• **Exercise directions**
Please write out word for word the portion of the post on student nutrition that begins with "- Fast food: I" and stops after "far to get it.".

• **Passage**
Before I write my post, I have to express my sadness at the horrors that the people of Japan are facing. My prayers go out to them. No other words would be adequate…
Okay, my post about student nutrition. Every day I dutifully educate and counsel patients on diet and exercise to reduce weight, cholesterol levels and blood sugar. I feel like such a hypocrite.
When the long clinical day is over, and I flop down on the sofa, the last thing I feel like doing is planning and cooking a nutritious meal, or riding my bicycle. I still have to spend at least an hour or so inputting the patient encounters into my log on the computer, respond to the weekly case study and look up and review some of the things I saw that day. By the time that is done, the brain and body are catatonic. My husband is not in any better shape. While he was unemployed for quite a long while, he was an angel, taking over the cooking and shopping. Now that he has a job, he is exhausted when he gets home. The job he has is very physical, and being in his late 50’s, it is tough on him.
Bottom line, at dinner time, we look at each other blankly, wishing that a cook would miraculously appear to feed us. So, in general this is the nursing student dinner hit parade:
- Pizza: the guy at the local pizza shop recognizes Randy’s voice now and can take our order before we even say what we want. It is always the same, thinking up new and exciting pizza combinations is beyond our mental capacities. I suspect our house is programmed into the delivery guy’s GPS as a favorite.
- Chinese food: again, the guy recognizes us, and also knows our order by heart
- Omelet: It takes exactly 7.5 minutes to make an omelet with cheese and toast
- Grilled cheese and soup: This takes about 13 minutes, so we need to be more ambitious for this one.
- Healthy Choice or Kashi box dinners: These come in when we are feeling guilty about too much crap food and the clothes aren’t fitting so well. One or two nights of this has us back on the phone ordering pizza.
- Fast food: I can say we are proud of ourselves in that we almost never eat fast food, partly because it is so disgustingly bad for us and partly because we have to drive pretty far to get it.
- Publix hoagie: If I have even a tiny bit of energy on the way home, I will sometimes stop and pick up a large Italian hoagie which we share.
- Rotisserie chicken and macaroni and cheese: otherwise known as death by cholesterol and salt. Now this is not the boxed macaroni and cheese, that is WAY too much trouble, I mean the dish of nice, creamy frozen mac that you heat up in the oven. We can make this combo last a couple of days. If we are really ambitious, there will be a salad with this.
Here is hoping that we survive the nutritional deficits until I graduate. Then, I will have the time and energy to enjoy cooking again. My cookbooks and cooking magazines will get dusted off, and the kitchen will smell of baking and spices again. I will have to see if I can locate my bicycle under all the stuff in the garage.

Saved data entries
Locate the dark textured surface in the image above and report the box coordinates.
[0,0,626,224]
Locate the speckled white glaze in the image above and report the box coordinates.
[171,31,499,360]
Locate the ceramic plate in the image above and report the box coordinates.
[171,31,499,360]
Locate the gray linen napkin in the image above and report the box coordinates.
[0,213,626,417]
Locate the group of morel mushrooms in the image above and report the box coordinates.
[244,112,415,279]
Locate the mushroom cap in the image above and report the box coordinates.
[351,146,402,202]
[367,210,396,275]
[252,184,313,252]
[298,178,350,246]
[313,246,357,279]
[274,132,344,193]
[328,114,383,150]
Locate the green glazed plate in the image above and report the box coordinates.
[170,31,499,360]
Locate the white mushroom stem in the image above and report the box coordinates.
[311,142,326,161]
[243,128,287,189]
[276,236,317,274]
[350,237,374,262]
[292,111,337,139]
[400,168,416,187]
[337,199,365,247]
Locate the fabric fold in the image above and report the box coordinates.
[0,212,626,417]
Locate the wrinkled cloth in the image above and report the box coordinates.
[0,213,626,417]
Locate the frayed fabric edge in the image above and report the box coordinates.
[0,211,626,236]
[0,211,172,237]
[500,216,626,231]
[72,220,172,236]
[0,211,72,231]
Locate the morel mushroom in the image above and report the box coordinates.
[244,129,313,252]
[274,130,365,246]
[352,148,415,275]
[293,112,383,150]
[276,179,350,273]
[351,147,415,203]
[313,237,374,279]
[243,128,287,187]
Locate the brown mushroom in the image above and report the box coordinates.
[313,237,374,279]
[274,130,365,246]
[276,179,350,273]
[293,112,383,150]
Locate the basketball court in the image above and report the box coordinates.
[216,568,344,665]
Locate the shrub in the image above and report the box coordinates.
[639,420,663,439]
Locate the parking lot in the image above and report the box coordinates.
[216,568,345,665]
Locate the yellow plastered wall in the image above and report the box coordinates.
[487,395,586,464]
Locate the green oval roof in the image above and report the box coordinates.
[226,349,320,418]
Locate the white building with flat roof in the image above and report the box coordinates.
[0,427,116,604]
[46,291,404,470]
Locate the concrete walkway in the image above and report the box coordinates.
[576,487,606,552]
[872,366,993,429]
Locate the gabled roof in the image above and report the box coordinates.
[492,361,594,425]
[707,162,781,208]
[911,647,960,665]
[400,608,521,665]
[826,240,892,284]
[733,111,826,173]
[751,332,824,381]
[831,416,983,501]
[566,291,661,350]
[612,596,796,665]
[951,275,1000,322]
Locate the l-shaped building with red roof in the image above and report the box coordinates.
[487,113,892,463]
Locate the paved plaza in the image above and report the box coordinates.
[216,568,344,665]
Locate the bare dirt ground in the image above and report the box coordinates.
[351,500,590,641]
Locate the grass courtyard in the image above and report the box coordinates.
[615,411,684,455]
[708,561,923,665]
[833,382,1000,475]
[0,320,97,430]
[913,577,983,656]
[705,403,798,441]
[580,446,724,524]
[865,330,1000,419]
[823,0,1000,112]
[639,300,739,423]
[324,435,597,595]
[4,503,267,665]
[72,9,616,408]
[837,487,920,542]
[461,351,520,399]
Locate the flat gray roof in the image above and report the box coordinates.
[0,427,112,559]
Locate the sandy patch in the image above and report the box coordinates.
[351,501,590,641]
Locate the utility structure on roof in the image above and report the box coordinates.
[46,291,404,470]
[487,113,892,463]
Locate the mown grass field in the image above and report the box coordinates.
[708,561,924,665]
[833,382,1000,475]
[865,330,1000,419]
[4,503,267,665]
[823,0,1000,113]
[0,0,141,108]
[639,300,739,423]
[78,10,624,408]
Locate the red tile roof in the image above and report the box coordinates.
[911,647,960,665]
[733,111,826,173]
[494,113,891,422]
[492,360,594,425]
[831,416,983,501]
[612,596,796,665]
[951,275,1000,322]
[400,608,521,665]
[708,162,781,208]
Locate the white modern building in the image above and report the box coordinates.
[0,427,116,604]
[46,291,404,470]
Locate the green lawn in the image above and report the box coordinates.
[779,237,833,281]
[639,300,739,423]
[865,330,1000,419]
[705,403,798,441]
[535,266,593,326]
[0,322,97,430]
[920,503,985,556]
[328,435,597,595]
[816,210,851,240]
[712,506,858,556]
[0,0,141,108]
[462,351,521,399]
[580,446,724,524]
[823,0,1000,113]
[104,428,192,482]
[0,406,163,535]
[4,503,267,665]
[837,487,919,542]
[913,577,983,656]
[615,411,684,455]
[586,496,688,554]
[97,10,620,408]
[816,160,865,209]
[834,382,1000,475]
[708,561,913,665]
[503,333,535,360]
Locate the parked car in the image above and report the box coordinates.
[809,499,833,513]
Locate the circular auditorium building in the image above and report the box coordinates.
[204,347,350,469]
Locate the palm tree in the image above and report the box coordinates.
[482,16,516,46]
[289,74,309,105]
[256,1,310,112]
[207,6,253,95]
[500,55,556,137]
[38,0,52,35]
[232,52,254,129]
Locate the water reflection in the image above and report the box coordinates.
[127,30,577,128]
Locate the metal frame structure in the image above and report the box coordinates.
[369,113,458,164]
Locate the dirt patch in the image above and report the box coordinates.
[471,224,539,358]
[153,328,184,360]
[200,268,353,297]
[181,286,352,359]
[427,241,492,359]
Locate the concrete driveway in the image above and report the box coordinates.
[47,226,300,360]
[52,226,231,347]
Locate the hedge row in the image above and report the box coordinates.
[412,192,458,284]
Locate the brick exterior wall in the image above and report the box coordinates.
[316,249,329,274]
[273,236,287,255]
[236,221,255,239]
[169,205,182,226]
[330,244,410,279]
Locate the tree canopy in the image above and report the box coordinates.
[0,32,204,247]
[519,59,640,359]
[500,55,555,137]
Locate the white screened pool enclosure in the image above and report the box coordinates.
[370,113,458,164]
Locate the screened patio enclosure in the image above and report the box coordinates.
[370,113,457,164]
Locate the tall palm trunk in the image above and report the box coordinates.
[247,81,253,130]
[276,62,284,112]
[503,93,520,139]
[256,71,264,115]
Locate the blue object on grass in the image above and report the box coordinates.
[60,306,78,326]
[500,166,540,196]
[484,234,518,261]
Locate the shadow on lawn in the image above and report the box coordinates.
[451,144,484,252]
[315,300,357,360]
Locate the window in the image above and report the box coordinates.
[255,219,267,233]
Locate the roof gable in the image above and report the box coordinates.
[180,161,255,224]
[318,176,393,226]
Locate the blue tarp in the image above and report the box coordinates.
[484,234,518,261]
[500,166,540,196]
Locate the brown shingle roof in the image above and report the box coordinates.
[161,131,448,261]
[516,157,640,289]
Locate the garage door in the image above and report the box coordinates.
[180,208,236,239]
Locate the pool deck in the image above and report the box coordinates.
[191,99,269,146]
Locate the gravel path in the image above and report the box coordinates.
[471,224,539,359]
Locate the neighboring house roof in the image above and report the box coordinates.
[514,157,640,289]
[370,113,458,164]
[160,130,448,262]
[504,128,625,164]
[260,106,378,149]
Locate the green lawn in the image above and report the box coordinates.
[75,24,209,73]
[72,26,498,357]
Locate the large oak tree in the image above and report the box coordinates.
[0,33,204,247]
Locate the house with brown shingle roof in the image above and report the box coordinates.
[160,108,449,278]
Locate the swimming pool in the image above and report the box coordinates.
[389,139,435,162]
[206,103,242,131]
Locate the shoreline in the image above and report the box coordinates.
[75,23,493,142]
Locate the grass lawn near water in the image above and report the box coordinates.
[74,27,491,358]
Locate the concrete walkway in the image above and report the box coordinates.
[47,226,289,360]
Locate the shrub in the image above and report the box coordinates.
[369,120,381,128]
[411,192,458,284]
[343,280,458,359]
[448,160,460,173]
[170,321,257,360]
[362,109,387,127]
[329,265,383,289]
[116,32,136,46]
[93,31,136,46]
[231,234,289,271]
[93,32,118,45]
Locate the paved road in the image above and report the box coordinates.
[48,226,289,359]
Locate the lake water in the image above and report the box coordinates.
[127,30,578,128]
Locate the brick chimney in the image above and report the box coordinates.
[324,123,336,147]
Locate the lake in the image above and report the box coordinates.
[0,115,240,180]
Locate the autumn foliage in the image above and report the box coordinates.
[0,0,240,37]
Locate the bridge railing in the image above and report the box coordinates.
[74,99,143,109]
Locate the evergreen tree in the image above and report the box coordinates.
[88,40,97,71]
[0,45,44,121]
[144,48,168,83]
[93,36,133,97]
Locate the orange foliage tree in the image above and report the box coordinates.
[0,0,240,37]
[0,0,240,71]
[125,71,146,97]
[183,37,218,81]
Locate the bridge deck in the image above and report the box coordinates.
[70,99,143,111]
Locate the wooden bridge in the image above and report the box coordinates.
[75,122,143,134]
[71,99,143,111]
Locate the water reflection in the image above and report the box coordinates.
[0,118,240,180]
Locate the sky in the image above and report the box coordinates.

• **Expected answer**
- Fast food: I can say we are proud of ourselves in that we almost never eat fast food, partly because it is so disgustingly bad for us and partly because we have to drive pretty far to get it.